Segment Start: Text segment

And so individuals saw this as a really win-win situation. It is literally a win-win situation both for the student, who is getting a very affordable one-on-one tailored access to practice the dialect, and the Syrians. Actually the Syrians I talk to tell me that this is way beyond the money component. They are just making friends around the world, and they love it. And, you know, we have some really cute stories of friendships developing and one of the Italian girls on our platform is gonna be in Beirut this summer. So she’s gonna meet her Syrian conversation partner. So it’s great. I think that people saw the kind of win-win component to it.
NYLP: And how were you able to get your first students and tutors?
Aline: I think the first students were through friends who are working on their Arabic or who are studying Arabic and have friends who are working on Arabic. So it’s very much in our kind of environment. I thought of NaTakallam for myself, really. So if I had the time, I would be doing sessions on NaTakallam. In fact, a lot of the Syrian conversation partners keep telling me, “So when are you signing up for classes? We want to give you classes for free.” So I’m naturally in the environment of individuals who would be interested in this because I conceived of it based on my own experience. And I know that many people share this desire to find a flexible, affordable way to practice Arabic without necessarily traveling to the region.
NYLP: And you’re looking for someone who has baseline level of Arabic, not someone who’s starting from scratch.
Aline: So yeah, when we thought of NaTakallam, the idea was either a maintenance program. So say, you’ve studied Arabic for a couple of years. You were living in the region, a lot of people have studied Arabic in Damascus, the capital of Syria. In fact, that was the number one destination for Arabic. It was the most popular and was known for being an excellent place for Arabic studies. But it’s, obviously, you can’t go to Syria right now unless you’re a reporter or an aid. I mean, it’s not recommended to go to Syria today for your Arabic practice. So the idea was either a maintenance program or a complement to students in universities who are studying the formal Arabic and want to practice the dialect alongside. It’s kind of like tutoring, right?

Segment End: Text segment

__To do__
A - List every place name (cities and countries) that appears in the interview excerpt.
B - Set down the portion of the interview excerpt between "Aline: So yeah, when" and "like tutoring, right?", inclusive, word for word.

Segment Start: Dataset content

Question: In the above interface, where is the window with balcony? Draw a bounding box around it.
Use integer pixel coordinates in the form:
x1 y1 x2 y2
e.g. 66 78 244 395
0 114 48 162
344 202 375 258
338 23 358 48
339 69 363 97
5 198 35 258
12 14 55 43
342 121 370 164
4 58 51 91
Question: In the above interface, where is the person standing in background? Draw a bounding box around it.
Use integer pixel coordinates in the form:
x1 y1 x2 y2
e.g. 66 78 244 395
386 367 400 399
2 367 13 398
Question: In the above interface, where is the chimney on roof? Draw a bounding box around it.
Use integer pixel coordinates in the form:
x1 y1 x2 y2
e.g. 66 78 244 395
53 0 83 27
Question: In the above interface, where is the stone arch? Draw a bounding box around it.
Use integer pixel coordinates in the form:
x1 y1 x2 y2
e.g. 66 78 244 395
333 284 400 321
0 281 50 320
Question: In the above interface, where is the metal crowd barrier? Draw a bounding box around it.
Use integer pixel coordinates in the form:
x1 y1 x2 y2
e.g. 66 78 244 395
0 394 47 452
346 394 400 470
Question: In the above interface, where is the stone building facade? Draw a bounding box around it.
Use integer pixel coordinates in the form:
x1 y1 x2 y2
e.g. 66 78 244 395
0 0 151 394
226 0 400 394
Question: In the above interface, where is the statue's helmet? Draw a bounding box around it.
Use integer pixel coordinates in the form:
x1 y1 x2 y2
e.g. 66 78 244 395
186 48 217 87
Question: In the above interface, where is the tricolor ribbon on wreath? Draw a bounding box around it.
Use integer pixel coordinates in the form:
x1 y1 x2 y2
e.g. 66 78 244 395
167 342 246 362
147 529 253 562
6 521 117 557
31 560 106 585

Segment End: Dataset content
Segment Start: Dataset content

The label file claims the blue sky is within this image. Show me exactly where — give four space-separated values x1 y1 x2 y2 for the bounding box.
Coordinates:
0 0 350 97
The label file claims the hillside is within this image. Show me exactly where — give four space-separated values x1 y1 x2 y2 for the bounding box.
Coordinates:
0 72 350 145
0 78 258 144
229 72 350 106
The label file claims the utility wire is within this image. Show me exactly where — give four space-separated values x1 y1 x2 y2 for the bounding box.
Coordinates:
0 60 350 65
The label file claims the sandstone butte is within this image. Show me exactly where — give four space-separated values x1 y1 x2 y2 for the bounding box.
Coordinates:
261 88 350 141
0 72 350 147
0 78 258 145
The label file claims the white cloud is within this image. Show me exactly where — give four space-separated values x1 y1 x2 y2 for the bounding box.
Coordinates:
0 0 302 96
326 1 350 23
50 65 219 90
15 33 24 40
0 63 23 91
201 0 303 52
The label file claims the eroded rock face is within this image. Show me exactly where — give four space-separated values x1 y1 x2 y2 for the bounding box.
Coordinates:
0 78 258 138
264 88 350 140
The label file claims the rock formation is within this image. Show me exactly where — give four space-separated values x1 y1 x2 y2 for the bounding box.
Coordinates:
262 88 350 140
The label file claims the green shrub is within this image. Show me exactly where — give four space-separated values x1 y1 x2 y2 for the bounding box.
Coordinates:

Segment End: Dataset content

__Responses per task__
A - Beirut, Damascus, Syria

B -
Aline: So yeah, when we thought of NaTakallam, the idea was either a maintenance program. So say, you’ve studied Arabic for a couple of years. You were living in the region, a lot of people have studied Arabic in Damascus, the capital of Syria. In fact, that was the number one destination for Arabic. It was the most popular and was known for being an excellent place for Arabic studies. But it’s, obviously, you can’t go to Syria right now unless you’re a reporter or an aid. I mean, it’s not recommended to go to Syria today for your Arabic practice. So the idea was either a maintenance program or a complement to students in universities who are studying the formal Arabic and want to practice the dialect alongside. It’s kind of like tutoring, right?